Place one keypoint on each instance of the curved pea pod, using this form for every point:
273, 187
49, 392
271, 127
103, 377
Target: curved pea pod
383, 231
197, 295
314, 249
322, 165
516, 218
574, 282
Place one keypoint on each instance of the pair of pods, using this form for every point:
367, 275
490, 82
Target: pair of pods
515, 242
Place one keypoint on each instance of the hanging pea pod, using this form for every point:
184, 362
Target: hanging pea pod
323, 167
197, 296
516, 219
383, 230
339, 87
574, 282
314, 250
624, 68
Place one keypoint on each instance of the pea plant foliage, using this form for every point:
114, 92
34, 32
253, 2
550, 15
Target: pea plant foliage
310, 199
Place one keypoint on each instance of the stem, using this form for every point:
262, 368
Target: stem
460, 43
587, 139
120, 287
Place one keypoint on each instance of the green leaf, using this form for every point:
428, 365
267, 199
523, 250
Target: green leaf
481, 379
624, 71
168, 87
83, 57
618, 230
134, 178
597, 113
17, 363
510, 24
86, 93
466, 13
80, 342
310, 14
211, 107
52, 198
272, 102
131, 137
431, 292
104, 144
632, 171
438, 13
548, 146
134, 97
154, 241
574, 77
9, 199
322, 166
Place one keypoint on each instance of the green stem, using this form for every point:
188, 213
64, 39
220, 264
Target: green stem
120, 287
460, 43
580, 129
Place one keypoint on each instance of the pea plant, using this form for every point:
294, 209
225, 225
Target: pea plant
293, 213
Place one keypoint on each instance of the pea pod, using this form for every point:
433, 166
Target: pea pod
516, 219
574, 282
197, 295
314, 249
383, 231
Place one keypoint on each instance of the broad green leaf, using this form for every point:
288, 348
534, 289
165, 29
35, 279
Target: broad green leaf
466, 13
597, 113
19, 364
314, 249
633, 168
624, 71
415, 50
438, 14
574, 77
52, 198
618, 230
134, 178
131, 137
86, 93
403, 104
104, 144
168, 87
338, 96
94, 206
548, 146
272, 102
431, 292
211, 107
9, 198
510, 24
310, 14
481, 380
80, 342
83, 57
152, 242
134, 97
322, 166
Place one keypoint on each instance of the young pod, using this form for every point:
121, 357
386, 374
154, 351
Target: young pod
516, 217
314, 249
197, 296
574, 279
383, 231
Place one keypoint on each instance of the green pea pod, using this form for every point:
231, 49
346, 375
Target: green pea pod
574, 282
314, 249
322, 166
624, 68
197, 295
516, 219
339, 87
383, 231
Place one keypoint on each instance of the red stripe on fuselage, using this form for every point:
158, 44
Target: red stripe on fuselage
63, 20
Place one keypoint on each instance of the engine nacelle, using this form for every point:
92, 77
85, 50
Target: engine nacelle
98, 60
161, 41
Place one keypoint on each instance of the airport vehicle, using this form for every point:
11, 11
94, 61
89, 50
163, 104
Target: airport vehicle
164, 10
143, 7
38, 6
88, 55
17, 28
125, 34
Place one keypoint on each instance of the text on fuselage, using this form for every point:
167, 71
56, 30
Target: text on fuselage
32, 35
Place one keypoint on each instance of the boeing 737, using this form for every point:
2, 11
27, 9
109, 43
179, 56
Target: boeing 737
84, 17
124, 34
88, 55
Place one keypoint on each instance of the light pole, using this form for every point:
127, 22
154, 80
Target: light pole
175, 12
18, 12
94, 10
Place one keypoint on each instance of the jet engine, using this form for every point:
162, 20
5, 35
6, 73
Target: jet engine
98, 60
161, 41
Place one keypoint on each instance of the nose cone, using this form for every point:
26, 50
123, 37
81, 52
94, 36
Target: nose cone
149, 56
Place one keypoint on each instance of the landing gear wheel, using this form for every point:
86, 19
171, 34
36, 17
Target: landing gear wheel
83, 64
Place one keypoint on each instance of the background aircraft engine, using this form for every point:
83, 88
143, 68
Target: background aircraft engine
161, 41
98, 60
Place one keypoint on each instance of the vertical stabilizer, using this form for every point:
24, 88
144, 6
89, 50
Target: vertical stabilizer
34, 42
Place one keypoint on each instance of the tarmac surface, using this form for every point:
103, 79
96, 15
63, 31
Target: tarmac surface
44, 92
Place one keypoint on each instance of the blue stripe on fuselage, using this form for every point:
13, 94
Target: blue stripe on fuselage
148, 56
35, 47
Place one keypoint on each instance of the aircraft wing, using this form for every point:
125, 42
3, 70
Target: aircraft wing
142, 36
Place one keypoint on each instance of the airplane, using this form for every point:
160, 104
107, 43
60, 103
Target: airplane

────────────────

* Problem requirements: Could you render the material above as a Markdown table with the columns Row and Line, starting with the line that contains "Place one keypoint on each instance of the tarmac" and going on through the last line of the material, both ends included and blank lines left out?

* Result of the exercise:
| Row | Line |
|---|---|
| 1 | Place one keypoint on each instance of the tarmac surface, using this form for every point: |
| 2 | 103, 79 |
| 3 | 96, 15 |
| 4 | 63, 31 |
| 5 | Target: tarmac surface |
| 6 | 44, 92 |
| 7 | Place one keypoint on each instance of the blue stripe on fuselage, using this form for every point: |
| 8 | 13, 94 |
| 9 | Target: blue stripe on fuselage |
| 10 | 148, 56 |
| 11 | 35, 47 |
| 12 | Place one keypoint on each instance of the aircraft wing, using this form for every point: |
| 13 | 125, 42 |
| 14 | 3, 70 |
| 15 | Target: aircraft wing |
| 16 | 142, 36 |
| 17 | Place one keypoint on each instance of the airplane, using this form for every point: |
| 18 | 160, 104 |
| 19 | 107, 43 |
| 20 | 60, 103 |
| 21 | Target: airplane |